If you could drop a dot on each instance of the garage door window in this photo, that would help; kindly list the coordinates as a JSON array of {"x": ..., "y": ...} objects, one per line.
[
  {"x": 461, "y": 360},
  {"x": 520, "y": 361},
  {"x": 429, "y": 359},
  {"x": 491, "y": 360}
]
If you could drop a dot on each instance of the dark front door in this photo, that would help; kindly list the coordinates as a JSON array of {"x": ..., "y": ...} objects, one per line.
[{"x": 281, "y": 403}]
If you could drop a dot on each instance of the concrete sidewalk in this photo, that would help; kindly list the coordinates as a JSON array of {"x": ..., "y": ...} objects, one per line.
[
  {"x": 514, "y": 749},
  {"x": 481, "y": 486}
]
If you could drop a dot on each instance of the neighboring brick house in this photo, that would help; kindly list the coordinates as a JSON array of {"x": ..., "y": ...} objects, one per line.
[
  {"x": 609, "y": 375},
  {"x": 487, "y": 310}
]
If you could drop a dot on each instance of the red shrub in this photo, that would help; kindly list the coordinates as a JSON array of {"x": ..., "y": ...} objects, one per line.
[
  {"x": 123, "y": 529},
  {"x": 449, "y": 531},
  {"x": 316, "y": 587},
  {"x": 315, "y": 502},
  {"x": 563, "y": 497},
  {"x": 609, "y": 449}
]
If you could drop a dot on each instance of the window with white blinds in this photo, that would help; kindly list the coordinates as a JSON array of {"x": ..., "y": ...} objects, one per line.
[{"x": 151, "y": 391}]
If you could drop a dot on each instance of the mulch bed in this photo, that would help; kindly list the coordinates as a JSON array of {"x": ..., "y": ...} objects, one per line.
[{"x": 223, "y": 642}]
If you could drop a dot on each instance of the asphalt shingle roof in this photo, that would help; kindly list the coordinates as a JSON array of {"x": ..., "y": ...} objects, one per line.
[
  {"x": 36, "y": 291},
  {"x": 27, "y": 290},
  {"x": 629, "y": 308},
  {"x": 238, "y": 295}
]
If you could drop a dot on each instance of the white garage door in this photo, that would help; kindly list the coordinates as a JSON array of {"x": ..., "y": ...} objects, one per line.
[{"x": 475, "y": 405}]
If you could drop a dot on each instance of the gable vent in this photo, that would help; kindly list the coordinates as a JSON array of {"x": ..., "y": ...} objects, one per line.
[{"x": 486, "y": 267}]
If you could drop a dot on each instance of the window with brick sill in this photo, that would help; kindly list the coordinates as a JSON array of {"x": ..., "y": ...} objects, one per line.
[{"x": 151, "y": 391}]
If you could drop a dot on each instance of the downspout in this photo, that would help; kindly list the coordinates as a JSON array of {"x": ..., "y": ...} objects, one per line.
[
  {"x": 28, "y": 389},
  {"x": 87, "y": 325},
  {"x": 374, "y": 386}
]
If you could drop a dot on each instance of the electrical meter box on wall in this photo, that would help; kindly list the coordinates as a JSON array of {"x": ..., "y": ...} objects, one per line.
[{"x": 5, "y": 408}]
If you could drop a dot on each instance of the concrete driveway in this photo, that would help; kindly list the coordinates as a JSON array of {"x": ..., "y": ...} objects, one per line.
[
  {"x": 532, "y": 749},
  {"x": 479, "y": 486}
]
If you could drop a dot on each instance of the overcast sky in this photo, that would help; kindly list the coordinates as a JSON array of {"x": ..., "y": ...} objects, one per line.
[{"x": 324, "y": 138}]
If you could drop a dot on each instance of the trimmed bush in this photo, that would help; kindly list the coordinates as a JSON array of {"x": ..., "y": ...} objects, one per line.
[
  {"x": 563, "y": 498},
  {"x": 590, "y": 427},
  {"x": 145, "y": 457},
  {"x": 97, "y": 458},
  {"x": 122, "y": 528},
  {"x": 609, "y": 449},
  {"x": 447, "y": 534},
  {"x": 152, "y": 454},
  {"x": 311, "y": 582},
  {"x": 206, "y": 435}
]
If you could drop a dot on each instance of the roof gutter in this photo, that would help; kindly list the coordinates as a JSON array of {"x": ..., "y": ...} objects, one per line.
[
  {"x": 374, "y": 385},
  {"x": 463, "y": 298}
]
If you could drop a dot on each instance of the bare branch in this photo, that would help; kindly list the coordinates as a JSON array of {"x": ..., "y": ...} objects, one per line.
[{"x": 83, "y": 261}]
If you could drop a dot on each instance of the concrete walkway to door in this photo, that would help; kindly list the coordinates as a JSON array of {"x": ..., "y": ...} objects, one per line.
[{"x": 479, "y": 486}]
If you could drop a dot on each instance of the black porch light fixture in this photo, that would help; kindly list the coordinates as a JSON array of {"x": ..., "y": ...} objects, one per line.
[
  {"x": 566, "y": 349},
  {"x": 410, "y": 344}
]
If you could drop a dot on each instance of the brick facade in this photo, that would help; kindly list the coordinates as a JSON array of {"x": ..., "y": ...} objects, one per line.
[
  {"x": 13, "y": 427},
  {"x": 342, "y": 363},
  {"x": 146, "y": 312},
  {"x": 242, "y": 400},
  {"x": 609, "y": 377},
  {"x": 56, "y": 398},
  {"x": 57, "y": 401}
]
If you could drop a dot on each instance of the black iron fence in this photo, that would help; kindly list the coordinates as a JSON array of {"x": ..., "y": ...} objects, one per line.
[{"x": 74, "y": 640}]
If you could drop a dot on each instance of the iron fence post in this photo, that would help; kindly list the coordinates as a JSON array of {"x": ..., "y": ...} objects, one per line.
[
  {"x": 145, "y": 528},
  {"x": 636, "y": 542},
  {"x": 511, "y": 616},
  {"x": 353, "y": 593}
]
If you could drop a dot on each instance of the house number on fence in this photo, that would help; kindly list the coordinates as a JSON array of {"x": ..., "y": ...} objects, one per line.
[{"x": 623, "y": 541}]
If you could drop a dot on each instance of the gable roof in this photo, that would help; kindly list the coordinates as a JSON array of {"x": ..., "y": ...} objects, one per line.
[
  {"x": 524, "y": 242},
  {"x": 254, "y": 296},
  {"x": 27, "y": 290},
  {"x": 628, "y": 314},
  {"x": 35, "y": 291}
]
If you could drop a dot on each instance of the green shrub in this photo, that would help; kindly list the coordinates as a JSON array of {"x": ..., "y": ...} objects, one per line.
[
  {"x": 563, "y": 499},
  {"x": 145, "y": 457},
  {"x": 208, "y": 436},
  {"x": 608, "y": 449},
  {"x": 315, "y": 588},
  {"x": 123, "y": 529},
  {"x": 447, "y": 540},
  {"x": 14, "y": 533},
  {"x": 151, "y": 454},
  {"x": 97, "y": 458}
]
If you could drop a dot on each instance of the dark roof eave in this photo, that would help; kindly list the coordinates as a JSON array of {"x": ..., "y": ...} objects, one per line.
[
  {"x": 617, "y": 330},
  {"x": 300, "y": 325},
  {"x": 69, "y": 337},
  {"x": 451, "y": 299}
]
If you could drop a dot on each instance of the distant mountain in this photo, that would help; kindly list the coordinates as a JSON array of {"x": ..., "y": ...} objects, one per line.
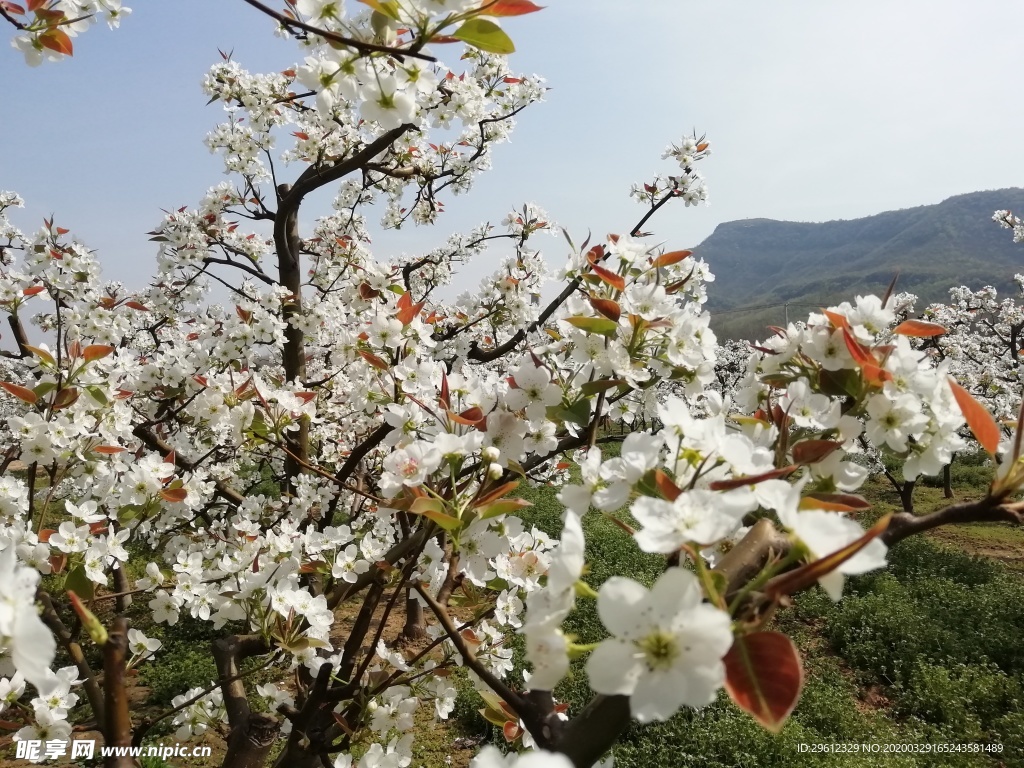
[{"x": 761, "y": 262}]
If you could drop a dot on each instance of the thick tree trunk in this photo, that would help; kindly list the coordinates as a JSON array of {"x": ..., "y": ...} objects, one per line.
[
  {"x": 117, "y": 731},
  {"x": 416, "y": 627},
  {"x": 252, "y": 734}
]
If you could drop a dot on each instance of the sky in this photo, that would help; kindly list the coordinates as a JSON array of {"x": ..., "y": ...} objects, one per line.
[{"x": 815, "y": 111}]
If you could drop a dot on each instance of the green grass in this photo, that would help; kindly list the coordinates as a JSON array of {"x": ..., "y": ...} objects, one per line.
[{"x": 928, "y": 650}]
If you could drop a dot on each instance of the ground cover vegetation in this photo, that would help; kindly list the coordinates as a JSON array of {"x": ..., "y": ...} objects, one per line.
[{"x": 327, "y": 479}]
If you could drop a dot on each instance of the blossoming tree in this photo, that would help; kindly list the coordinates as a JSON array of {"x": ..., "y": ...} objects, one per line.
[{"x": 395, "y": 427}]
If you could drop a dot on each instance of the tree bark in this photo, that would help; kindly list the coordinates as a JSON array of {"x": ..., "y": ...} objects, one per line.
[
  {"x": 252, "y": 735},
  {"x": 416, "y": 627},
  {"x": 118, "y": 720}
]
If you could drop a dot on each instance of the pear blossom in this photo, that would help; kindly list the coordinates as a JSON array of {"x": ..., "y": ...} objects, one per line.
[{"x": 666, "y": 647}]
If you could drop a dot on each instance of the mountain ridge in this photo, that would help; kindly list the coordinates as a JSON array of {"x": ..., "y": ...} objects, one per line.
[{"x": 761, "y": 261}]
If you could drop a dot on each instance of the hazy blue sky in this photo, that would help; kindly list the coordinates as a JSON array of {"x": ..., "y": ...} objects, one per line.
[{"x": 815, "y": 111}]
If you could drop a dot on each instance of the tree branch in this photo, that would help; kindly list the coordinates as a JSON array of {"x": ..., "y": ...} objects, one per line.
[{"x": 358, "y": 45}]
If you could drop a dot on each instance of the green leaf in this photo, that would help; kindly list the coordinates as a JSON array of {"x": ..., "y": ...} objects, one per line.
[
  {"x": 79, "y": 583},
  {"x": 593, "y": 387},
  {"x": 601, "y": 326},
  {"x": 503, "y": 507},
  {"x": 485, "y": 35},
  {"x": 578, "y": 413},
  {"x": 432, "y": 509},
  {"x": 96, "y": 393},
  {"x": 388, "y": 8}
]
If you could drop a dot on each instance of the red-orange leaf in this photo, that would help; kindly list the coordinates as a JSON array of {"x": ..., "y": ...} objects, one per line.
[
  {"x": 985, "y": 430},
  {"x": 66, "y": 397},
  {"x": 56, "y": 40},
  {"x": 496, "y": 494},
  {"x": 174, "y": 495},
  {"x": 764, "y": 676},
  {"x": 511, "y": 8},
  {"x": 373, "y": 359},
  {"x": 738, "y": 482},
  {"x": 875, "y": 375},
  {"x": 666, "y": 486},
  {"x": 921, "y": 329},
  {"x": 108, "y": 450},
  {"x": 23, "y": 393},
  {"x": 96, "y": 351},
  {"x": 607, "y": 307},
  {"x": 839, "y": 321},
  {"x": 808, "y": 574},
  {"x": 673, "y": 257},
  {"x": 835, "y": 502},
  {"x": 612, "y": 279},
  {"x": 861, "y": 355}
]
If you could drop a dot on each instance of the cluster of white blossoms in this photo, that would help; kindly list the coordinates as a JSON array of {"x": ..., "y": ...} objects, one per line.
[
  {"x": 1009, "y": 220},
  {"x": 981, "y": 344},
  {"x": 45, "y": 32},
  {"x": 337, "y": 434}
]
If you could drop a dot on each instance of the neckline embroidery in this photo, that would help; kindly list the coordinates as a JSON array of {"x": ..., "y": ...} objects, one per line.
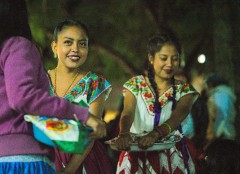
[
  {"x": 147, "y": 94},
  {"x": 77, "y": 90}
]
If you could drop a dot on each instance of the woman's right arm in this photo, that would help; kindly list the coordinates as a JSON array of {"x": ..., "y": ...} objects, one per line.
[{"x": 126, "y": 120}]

- _DIRECTION_: Write the lines from the line containing "of the hazy" through the last line of the data out again exactly, and only those lines; pictures stay out.

- _SOLVED PROBLEM_:
If you could drop a dot on each instance of the hazy blue sky in this photo, that would help; kindly list the coordinates as a JSON array of {"x": ..., "y": ...} objects, one per line.
[{"x": 815, "y": 111}]
If you could drop a dot on each instance of the tree branch in this photo, that would help; kindly list the coordinates as a JSON array of {"x": ..., "y": ...} objects, one per line.
[{"x": 358, "y": 45}]
If you could drop a dot on each instance of the green leaf in this photo, that would help; kindly list the coordinates as a JSON array of {"x": ..., "y": ...} objects, one per line.
[
  {"x": 79, "y": 583},
  {"x": 593, "y": 387},
  {"x": 601, "y": 326},
  {"x": 503, "y": 507},
  {"x": 485, "y": 35},
  {"x": 578, "y": 413},
  {"x": 432, "y": 509},
  {"x": 96, "y": 393},
  {"x": 388, "y": 8}
]
If you could drop a dot on each instance of the red-orange leaf in this photo, that would help; kindly list the coordinates as a JSON array of {"x": ..., "y": ...} objects, one per line.
[
  {"x": 985, "y": 430},
  {"x": 66, "y": 397},
  {"x": 56, "y": 40},
  {"x": 496, "y": 494},
  {"x": 174, "y": 495},
  {"x": 764, "y": 676},
  {"x": 511, "y": 8},
  {"x": 373, "y": 359},
  {"x": 738, "y": 482},
  {"x": 875, "y": 375},
  {"x": 666, "y": 486},
  {"x": 921, "y": 329},
  {"x": 108, "y": 450},
  {"x": 23, "y": 393},
  {"x": 96, "y": 351},
  {"x": 607, "y": 307},
  {"x": 839, "y": 321},
  {"x": 808, "y": 574},
  {"x": 673, "y": 257},
  {"x": 835, "y": 502},
  {"x": 612, "y": 279},
  {"x": 861, "y": 355}
]
If you could drop a dot on each instance of the cluster of white blossoms in this photo, that would help; kindly list the coordinates as a JSON array of {"x": ..., "y": ...} objects, one per line.
[
  {"x": 1009, "y": 220},
  {"x": 981, "y": 344},
  {"x": 45, "y": 32},
  {"x": 337, "y": 434}
]
If you could drop a dot on each instance of the neckline embroidery in this photo, that would help; kindly list the coordinates as a JSON array of {"x": ..., "y": ...} objects, one per line.
[
  {"x": 147, "y": 94},
  {"x": 77, "y": 90}
]
If you could drop a dot on each instance of the woman's right arm in this photo, that would help; kindly list the coordinates as a JSON array of {"x": ..., "y": ...} objects, one per line.
[{"x": 126, "y": 120}]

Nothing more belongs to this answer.